▶ [EXERCISE REQUIREMENTS]
1. Decide whether each statement below agrees with the passage on the tree volume model, answering yes or no and quoting the deciding words: (a) the model treats volume as the response and diameter and height as predictors; (b) separate species-specific models were used in this study; (c) logarithmic transformations were applied after the model was fitted.
2. Write the next part of the passage on the tree volume model, starting from where it stops.

▶ [SELECTED EXTRACT]

-- begin --

An allometric model of the relationship between V as the response variable and dbh and ht as the predictor variables was formulated as

$$ {V}_i={\beta}_0\times {\mathrm{dbh}}_i^{\beta_1}\times {\mathrm{ht}}_i^{\beta_2}+{\varepsilon}_i, $$
(1)

where i indexes individual trees, ε i is a random residual, and the βs are parameters to be estimated. McRoberts and Westfall (2014) documented the global popularity of this model form. They also demonstrated that a set of species-specific models and a non-specific model were nearly indistinguishable with respect to estimates of large-area volume means and their standard errors (SE); McRoberts et al. (2014b) confirmed this result for a sub-tropical Brazilian dataset. Further, the boundaries for Minnesota Survey Unit 1, which are also the boundaries of the study area, were specifically selected to ensure a large degree of within-unit homogeneity with respect to climate, topography, and forest types. Therefore, only a single, non-specific model was considered for this study.

Before model fitting, natural logarithmic (ln) transformations of the response and predictor variables were calculated, and the model was reformulated as

$$ \ln \left({V}_i\right)={\alpha}_0+{\alpha}_1\times \ln \left({\mathrm{dbh}}_i\right)+{\alpha}_2\times \ln \left({\mathrm{ht}}_i\right)+{\varepsilon}_i, $$
(2)

-- end --

[A run of records]
-- begin --

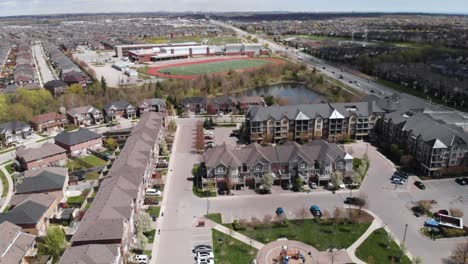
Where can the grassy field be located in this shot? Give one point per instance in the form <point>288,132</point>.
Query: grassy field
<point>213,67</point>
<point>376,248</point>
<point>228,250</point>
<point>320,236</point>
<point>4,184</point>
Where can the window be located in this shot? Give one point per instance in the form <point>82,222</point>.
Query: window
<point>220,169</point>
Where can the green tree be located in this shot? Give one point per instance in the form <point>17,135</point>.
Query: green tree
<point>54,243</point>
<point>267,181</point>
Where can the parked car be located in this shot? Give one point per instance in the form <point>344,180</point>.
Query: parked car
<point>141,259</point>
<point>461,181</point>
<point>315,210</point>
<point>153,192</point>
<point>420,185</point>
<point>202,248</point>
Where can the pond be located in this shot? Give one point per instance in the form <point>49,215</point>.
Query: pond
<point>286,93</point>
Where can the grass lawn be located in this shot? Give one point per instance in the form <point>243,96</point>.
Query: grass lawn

-- end --
-- begin --

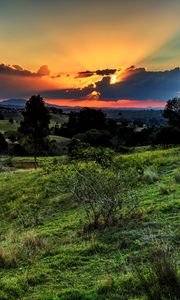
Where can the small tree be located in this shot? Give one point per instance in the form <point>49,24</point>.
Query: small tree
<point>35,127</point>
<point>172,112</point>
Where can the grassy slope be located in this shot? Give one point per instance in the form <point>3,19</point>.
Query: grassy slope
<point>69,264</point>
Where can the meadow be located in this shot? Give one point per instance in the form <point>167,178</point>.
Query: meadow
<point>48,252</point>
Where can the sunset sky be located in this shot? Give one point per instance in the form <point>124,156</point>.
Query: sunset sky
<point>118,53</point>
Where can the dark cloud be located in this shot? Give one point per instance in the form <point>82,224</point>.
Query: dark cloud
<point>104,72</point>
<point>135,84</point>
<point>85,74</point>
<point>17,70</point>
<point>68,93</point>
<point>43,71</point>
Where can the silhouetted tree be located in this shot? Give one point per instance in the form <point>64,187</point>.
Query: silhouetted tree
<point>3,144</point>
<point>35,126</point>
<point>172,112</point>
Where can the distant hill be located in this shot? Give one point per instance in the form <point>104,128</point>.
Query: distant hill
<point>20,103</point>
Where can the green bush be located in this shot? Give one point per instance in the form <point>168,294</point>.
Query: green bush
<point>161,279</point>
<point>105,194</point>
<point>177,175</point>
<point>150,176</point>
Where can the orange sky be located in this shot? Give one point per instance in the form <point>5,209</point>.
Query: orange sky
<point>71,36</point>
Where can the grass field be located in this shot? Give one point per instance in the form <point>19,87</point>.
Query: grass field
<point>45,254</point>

-- end --

▶ [REPLIES]
1.
(a) Yes: "V as the response variable and dbh and ht as the predictor variables"
(b) No: "only a single, non-specific model was considered for this study"
(c) No: "Before model fitting, natural logarithmic (ln) transformations of the response and predictor variables were calculated"

2.
where the αs are parameters to be estimated, and the ε i of Eq. (2) are not necessarily the same ε i as for Eq. (1). The advantages of the transformations were that the model could be expressed in linear form which facilitates estimation of the parameters, and heteroskedasticity was removed, thereby eliminating the necessity of weighted regressions. On the original scale, predictions were calculated as

$$ {\widehat{V}}_i= \exp \left[{\widehat{\alpha}}_0+{\widehat{\alpha}}_1\times \ln \left({\mathrm{dbh}}_i\right)+{\widehat{\alpha}}_2\times \ln \left({h}_i\right)+\frac{{\widehat{\sigma}}_{\varepsilon }}{2}\right], $$
(3)

where \( {\widehat{\sigma}}_{\varepsilon } \) is the residual standard deviation on the ln-ln scale, and the term \( \frac{{\widehat{\sigma}}_{\varepsilon }}{2} \) compensates for bias that accrues when transforming from the ln-ln scale back to the original scale (Baskerville 1972).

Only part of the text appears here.